- _DIRECTION_: Skip the pictures. Repeat everything else in the records word for word.

Object point labels
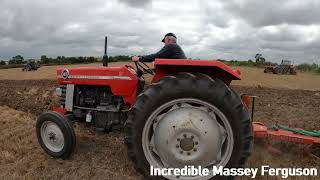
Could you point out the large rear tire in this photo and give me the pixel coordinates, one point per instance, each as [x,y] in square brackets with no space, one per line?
[55,135]
[178,120]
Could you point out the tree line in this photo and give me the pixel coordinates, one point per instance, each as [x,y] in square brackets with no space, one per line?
[45,60]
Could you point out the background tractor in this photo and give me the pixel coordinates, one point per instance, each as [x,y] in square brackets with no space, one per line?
[188,115]
[286,67]
[30,66]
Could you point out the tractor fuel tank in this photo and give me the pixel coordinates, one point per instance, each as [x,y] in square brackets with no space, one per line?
[122,80]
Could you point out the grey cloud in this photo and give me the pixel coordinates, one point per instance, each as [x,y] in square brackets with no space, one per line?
[275,12]
[137,3]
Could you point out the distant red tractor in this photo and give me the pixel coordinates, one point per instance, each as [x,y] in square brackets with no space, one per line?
[188,115]
[286,67]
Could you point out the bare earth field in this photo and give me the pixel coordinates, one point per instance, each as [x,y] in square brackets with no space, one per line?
[292,100]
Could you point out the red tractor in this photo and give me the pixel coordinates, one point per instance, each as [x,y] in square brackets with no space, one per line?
[188,115]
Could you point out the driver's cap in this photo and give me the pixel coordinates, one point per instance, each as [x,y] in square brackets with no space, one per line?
[169,34]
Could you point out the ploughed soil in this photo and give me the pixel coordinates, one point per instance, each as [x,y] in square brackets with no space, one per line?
[103,156]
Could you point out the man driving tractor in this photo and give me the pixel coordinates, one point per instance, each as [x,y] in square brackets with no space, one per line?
[171,50]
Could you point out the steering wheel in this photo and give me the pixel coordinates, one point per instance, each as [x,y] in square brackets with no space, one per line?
[141,66]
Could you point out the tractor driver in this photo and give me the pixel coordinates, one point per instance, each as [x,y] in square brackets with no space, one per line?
[170,50]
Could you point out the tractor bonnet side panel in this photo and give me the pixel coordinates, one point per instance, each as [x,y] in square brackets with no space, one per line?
[121,80]
[212,68]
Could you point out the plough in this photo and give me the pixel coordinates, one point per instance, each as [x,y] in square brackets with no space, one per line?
[309,139]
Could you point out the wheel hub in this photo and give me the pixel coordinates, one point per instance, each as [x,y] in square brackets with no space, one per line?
[186,144]
[52,136]
[188,136]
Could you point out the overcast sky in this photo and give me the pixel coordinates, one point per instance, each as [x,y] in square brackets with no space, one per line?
[211,29]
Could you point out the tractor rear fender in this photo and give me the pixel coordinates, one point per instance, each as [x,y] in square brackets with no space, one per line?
[212,68]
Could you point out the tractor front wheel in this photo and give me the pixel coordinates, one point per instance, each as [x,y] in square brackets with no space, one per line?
[188,120]
[55,135]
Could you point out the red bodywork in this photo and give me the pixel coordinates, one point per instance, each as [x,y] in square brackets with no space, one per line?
[215,69]
[123,81]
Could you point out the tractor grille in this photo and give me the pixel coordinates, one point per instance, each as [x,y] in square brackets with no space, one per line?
[62,98]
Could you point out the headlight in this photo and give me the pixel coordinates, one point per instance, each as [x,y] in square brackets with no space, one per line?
[58,91]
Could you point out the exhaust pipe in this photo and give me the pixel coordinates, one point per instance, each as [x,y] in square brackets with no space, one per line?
[105,56]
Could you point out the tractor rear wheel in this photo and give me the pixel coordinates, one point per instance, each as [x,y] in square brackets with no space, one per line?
[187,120]
[55,135]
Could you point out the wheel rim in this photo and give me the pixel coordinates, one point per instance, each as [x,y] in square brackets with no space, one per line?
[52,136]
[186,132]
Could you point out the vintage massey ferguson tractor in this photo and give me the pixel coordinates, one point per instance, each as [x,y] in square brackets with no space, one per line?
[188,115]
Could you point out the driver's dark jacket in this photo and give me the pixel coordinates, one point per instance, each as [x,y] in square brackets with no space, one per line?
[170,51]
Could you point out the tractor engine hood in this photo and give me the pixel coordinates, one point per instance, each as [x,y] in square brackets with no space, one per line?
[95,75]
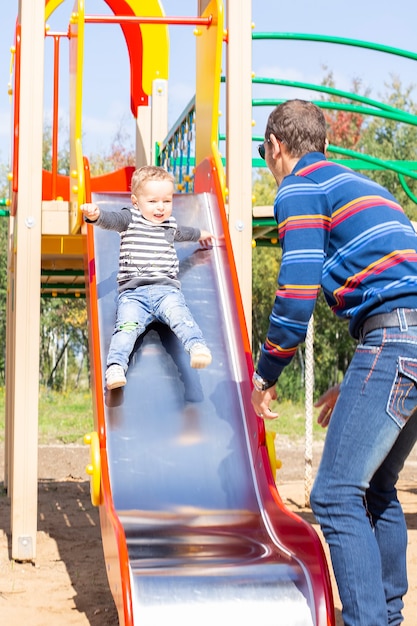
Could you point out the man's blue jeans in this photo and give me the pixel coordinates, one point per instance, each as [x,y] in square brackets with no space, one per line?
[137,308]
[371,432]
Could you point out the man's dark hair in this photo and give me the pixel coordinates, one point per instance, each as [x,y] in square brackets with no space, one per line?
[300,125]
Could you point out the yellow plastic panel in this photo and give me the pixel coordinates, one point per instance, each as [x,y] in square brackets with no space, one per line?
[50,7]
[209,67]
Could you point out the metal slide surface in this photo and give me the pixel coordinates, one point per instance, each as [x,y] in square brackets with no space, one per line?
[181,457]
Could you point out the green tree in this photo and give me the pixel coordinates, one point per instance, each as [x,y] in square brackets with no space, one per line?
[391,140]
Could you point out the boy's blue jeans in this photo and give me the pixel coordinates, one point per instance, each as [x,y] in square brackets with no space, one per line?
[371,432]
[137,308]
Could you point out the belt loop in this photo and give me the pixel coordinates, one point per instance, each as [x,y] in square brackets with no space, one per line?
[402,320]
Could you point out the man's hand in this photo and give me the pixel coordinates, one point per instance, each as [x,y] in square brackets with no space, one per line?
[327,401]
[206,239]
[91,211]
[261,401]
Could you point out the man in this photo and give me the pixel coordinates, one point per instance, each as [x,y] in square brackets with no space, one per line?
[345,234]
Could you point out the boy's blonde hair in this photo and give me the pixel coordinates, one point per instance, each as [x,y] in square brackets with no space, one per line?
[147,173]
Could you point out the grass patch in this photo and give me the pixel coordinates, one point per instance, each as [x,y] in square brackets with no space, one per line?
[291,421]
[64,417]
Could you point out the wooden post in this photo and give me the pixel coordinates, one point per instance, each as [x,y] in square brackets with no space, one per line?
[25,286]
[239,144]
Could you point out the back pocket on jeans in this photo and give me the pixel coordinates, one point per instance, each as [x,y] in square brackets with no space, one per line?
[402,401]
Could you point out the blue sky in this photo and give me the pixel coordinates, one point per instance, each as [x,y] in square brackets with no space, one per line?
[106,106]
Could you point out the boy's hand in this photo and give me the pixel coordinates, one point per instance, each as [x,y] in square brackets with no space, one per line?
[91,211]
[206,239]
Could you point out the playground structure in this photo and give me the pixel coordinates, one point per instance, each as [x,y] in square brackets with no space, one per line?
[191,519]
[222,539]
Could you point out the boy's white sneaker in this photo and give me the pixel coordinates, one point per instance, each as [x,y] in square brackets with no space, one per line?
[200,356]
[115,377]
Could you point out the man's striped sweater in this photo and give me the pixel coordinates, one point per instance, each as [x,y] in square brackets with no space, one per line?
[147,252]
[346,234]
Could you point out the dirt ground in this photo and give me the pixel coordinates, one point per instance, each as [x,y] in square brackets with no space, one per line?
[67,583]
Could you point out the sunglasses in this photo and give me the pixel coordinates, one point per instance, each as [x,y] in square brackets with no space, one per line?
[261,147]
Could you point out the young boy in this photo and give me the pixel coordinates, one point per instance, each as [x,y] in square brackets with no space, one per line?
[149,289]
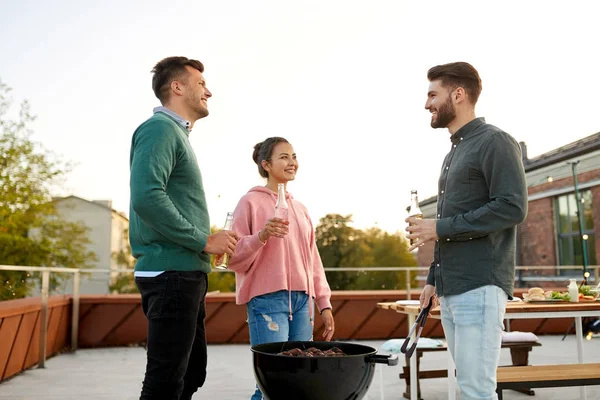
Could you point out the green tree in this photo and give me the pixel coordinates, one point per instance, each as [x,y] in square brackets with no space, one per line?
[31,231]
[387,250]
[341,245]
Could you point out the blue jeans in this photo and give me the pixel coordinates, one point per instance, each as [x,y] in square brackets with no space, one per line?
[473,323]
[268,320]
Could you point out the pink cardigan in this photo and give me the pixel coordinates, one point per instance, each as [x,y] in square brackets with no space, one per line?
[291,263]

- _SOLUTION_:
Could you point out the large rear tire in this photo and give me the pixel coordinates, one point per instance, each as [x,y] in square brackets with no space, one per line?
[55,135]
[178,120]
Could you point out the tree line in this photo and give me the pixel coordinates, one point per instance, each as [x,y] in square brackets with no space, one per line?
[45,60]
Could you point out the background tractor in this photo and give me the pixel coordinates, one point per instance, each as [x,y] in square brackets with no space, one per line?
[188,115]
[286,67]
[30,66]
Could you point out the tractor fuel tank in this photo and give me the pixel coordinates, one point per instance, each as [x,y] in square brackets with no space, one per line?
[122,80]
Could you point out the grey cloud in this photo and give me the pixel coordinates, one point per instance, each as [x,y] in square brackets with no space, one per line?
[275,12]
[137,3]
Could you point out the distant red tractor in this photo and give me the pixel coordinates, one point per instance, each as [x,y] in square brackets with no space, one per line?
[188,115]
[286,67]
Could you point out the bare earth field in this photo and give me the pixel coordinates, one point per instance, each as [x,y] in square brackets with no space, one per line?
[292,100]
Could you point out the red tractor in this photo and give me the pixel coordinates, one point per instance, each as [x,y] in square brackets with no space, one per line?
[188,115]
Could you point out the driver's cap in this photo and give me the pixel coordinates, one point per instance, each as [x,y] in square brackets with no space, one per line?
[169,34]
Could you point out the ploughed soil in this photo and give me the pixel coordinates, one point per instance, each as [x,y] in square brackets with no space, one per line?
[103,156]
Could you point out the man driving tractor in this photo and give me the pixel coordinates, one point per instance, each as [x,y] in square brackets with no space, one per line?
[171,50]
Could you point out the steering wheel in this photo and give me the pixel coordinates, one point per instance, each as [x,y] in square brackets with no space, one per line?
[141,66]
Could you point out the tractor driver in this photo and give me the pixel coordinates, one point per instance, each as [x,y] in square brackets with no space, one per line?
[170,50]
Could you point out the tractor bonnet side panel in this photo and give me the pixel coordinates, one point per instance, each as [x,y] in square brackets with no space, one per line?
[121,80]
[212,68]
Could you point out the plough in this photo and give me the pixel coordinates, one point per instance, each as [x,y] in square brackets with no space, one per line?
[309,139]
Could you point out the wheel hub in this photo and give me the pixel coordinates, one point per instance, each as [x,y] in square brackets with no space, one per line?
[186,144]
[52,136]
[188,136]
Could you point out the overcast sky in this photo and give me the pixel coordinates, one point per instance, each as [x,y] in square brackets with no space, one per line?
[211,29]
Could you point out the tractor rear fender in this photo and give me the pixel coordinates, one point per instance, each as [x,y] in square brackets with no space, one per line?
[212,68]
Could you point out the tractor front wheel in this photo and give me the pixel coordinates, one point per instance, each as [x,y] in square brackets with no space, one per line?
[188,120]
[55,135]
Could you point out the red bodywork in this photo and give me the pixel coordinates, one point per instance, each as [x,y] in square brackets with no space, one per line?
[215,69]
[123,81]
Could you point out the tractor grille in this photo and give me the pixel coordinates, one point per instance, each as [x,y] in square brackets with no space, one per line?
[62,98]
Could you point out the headlight in this photo and give me the pixel coordinates, one point per instance, each as [x,y] in square brackets with no space, one per line?
[58,91]
Could you point out the exhaust pipe in this photo and give me the pixel coordinates, one point per instance, each as [x,y] in square brackets with no space, one per line?
[105,56]
Could you point out the tractor rear wheel in this photo and give me the pixel coordinates, one point per instance, each as [x,y] in square brackets with no space, one per line?
[187,120]
[55,135]
Could you point out the wheel rim in this photo and give me the pixel coordinates, one point per instance, each as [x,y] in square brackets with no space, one per line?
[52,136]
[186,132]
Could you point out the vintage massey ferguson tractor in this photo and give me the pixel coordinates, one point per instance, each as [x,y] in square brackets with no space, one per line?
[188,115]
Could you point out the driver's dark jacket in this photo and give me the pixel coordinates, one point per instance, each as [x,y] in square brackets with no space, one per line?
[170,51]
Could you point out the tractor engine hood in this photo and give me the pixel coordinates, one point per instance, each as [x,y] in square brackets with no space, one per line?
[95,75]
Could you point out the man's blue jeans in this photo and give me the pixel coordinates, one point per instance, each as [x,y] in square brackets with no space, one per line?
[137,308]
[371,432]
Could you point out the man's dark hair in this photo and give me the pixel coordinates, one point per instance, each as [x,y] in square brackets with no space, one per line?
[300,125]
Could you point out the yellow plastic panel in this photo and give me the pixel coordinates, one point per instance, each as [x,y] in square brackets with no space, one per line?
[50,7]
[209,67]
Could you point out the metal slide surface in this photo and give me the pixel coordinates, one point per instance, each as [x,y] in square brackets with no space, one per line?
[181,457]
Could you point out the green tree in this photo and give me the pixel coordinates, one point per instance, each as [x,y] in square brackets with no space, one per line?
[391,140]
Could you point out the boy's blue jeans in this photo and give me the pixel coordinates, one point per instance, each as [x,y] in square brackets with no space, one per line?
[371,432]
[137,308]
Could you point out the belt loop in this photo and give me the pixel coordinates, one point per instance, each as [x,y] in square brackets with no space, one per line?
[402,320]
Could you point out the man's hand in this photo and give me the pixel coordinates, one point per instance, each as [x,y] in square brackets with no space, one per line?
[327,401]
[206,239]
[91,211]
[261,401]
Could you point out the man in this photo and give me the pixel coordinates, one point per instance, each as [x,y] in square brackets with no space, one per line?
[345,234]
Could you point out the boy's blonde hair in this photo and give me the pixel coordinates, one point per instance, each as [x,y] in square brackets with no space, one per line?
[147,173]
Could you point out the grass patch in this photo and give me the pixel coordinates, one point per instance, each as [x,y] in square brackets with no space, one per line?
[291,421]
[64,417]
Could you point out the wooden post in this photo and give me the pixel coordinates, one point per instance, each as [x,y] in square brackets with no space, one per line?
[25,286]
[239,144]
Could you point out the back pocket on jeans in this photo and give me the pixel coordinates, one point per instance, each as [x,y] in square brackets with no space, one per line?
[402,401]
Could you point out the blue sky in this photo and give me the pixel coordinates, one point per instance, each as [x,y] in square brackets with no space, one per line?
[106,106]
Could you point out the boy's hand in this photo and give me the pixel coordinates, one point per instance, each as [x,y] in square brackets with no space, one per line?
[91,211]
[206,239]
Could you point out the playground structure in this photo and give me the pixel coordinates, one point per instance, each as [x,y] in square brackets with no space, one per line?
[191,519]
[222,539]
Could you point out the boy's white sneaker in this photo and give me the pixel coordinates, one point per instance, each as [x,y] in square brackets with no space, one per line?
[200,356]
[115,377]
Could you point out the man's striped sweater in this photo and give me the pixel coordinates, one point per instance, each as [x,y] in square brackets with no space, one per line?
[147,252]
[346,234]
Could you point out the dirt ground in this photo and give me the pixel coordinates, one point per instance, each as [x,y] in square brackets with no space, one per line?
[67,583]
Could you point out the sunglasses in this photo and give me the pixel coordinates, one point per instance, each as [x,y] in square brackets with no space, one per line?
[261,147]
Could you point out the young boy in this photo and give me the pixel coordinates, one point per instance, each as [x,y] in square brackets with no space, one per line?
[149,289]
Could you point out the green tree in this photo and give me the pixel coordinates, one point per instance, each as [x,y] in square brackets with no space, one per line?
[31,231]
[387,250]
[341,245]
Could you point out the blue jeans in this photo and give me the pixel coordinates, one point per instance, each as [x,y] in square brackets with no space, one per line?
[473,323]
[268,320]
Could you point out the pink cardigan in this photo and give me the pixel coordinates, one point per instance, each as [x,y] in square brackets with no space, one per line?
[291,263]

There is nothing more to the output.